## Extracted data:
%%
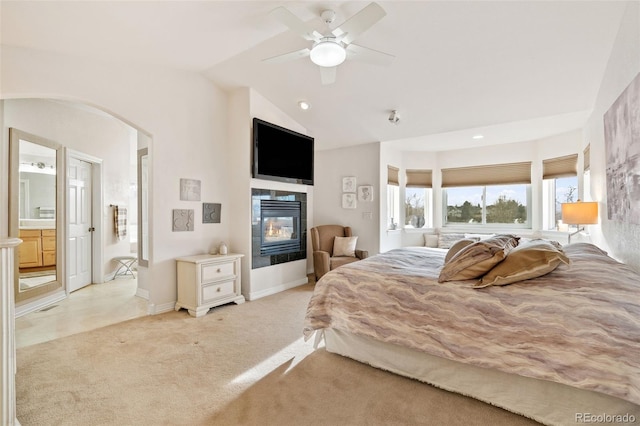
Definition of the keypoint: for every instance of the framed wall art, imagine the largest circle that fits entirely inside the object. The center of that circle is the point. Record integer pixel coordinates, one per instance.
(182, 220)
(365, 193)
(211, 212)
(622, 149)
(349, 184)
(189, 190)
(349, 201)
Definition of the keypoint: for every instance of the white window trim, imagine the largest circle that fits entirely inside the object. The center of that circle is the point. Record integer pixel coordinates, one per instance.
(486, 226)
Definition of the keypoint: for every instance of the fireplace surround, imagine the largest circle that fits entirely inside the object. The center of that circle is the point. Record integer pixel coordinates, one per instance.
(278, 227)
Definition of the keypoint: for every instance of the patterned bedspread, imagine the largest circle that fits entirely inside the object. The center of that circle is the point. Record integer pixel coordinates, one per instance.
(579, 325)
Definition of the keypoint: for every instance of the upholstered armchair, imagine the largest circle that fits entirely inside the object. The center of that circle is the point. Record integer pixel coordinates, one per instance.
(328, 253)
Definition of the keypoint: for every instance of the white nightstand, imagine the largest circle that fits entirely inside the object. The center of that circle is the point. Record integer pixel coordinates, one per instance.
(208, 280)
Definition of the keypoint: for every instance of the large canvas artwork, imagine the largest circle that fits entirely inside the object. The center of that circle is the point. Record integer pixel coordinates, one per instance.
(622, 149)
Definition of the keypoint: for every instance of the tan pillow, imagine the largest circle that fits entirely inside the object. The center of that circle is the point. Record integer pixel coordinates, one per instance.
(457, 246)
(476, 259)
(430, 240)
(344, 246)
(529, 260)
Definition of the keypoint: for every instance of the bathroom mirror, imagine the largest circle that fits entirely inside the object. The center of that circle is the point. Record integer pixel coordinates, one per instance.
(34, 213)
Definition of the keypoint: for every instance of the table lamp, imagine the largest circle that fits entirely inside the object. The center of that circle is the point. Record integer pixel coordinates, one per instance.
(579, 213)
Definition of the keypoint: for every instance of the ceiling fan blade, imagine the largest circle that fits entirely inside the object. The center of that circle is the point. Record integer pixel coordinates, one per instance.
(291, 56)
(360, 22)
(328, 74)
(364, 54)
(295, 24)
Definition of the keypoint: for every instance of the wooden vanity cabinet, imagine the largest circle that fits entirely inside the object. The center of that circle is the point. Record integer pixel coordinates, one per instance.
(38, 248)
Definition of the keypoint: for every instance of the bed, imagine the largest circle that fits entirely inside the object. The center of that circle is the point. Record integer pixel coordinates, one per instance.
(562, 348)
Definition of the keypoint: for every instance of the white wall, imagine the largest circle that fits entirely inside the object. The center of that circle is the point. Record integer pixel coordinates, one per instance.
(186, 117)
(100, 136)
(362, 162)
(621, 240)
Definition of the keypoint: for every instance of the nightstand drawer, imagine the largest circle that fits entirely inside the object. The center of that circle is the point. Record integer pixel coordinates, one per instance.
(216, 291)
(214, 272)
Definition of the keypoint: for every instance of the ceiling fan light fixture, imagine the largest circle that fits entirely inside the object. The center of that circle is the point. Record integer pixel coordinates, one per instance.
(328, 53)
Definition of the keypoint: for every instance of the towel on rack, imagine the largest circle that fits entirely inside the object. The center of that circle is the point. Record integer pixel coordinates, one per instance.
(120, 222)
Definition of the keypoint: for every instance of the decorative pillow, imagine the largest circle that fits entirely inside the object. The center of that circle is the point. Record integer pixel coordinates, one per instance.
(430, 240)
(479, 237)
(476, 259)
(447, 240)
(457, 246)
(529, 260)
(344, 246)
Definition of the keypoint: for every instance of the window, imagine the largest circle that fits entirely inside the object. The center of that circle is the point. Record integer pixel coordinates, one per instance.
(490, 204)
(417, 206)
(560, 185)
(488, 195)
(393, 211)
(561, 190)
(393, 197)
(417, 198)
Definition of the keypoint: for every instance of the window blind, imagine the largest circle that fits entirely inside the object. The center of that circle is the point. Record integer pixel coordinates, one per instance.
(497, 174)
(419, 178)
(560, 167)
(587, 158)
(392, 175)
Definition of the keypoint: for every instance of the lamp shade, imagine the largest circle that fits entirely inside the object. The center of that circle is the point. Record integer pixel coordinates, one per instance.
(580, 213)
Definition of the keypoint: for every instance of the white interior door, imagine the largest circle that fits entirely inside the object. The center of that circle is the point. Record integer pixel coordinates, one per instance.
(80, 228)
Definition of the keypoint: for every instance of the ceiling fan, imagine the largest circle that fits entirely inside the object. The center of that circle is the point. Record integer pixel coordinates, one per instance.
(333, 48)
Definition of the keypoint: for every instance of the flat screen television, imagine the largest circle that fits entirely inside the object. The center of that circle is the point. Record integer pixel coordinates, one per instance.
(281, 154)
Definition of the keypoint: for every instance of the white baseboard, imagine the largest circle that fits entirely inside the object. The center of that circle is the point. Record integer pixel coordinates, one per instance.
(40, 303)
(141, 292)
(159, 309)
(277, 289)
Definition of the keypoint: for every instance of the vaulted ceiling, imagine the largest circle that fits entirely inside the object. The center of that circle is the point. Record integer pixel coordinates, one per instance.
(509, 70)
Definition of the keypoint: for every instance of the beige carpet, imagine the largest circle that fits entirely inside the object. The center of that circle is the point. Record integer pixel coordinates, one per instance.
(239, 364)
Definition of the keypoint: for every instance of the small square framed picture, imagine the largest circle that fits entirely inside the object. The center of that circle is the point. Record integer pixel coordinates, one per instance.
(365, 193)
(349, 201)
(349, 184)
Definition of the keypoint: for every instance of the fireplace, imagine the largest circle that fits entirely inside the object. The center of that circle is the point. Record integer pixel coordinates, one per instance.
(279, 227)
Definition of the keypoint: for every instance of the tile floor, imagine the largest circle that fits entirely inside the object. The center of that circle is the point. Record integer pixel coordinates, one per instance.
(91, 307)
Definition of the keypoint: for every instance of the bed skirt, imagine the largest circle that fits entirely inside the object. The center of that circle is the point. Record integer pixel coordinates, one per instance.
(544, 401)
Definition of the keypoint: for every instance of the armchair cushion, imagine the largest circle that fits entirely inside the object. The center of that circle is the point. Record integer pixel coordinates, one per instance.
(344, 246)
(333, 247)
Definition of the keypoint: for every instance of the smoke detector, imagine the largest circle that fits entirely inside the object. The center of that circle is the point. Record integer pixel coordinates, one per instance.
(394, 117)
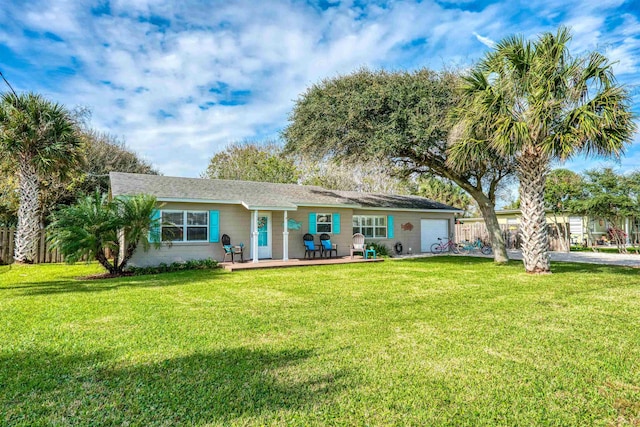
%%
## Exercise task:
Gather every line above that contains the word "vaulted" and copy each of those lines in full. Case counts, so only lines with that exact capitalization match.

## The result:
Definition of the keypoint: for every instance of the vaulted ceiling, imagine the largest circle that fits entirely inside the object. The center of that circle is the point. Record integer pixel coordinates, one per instance.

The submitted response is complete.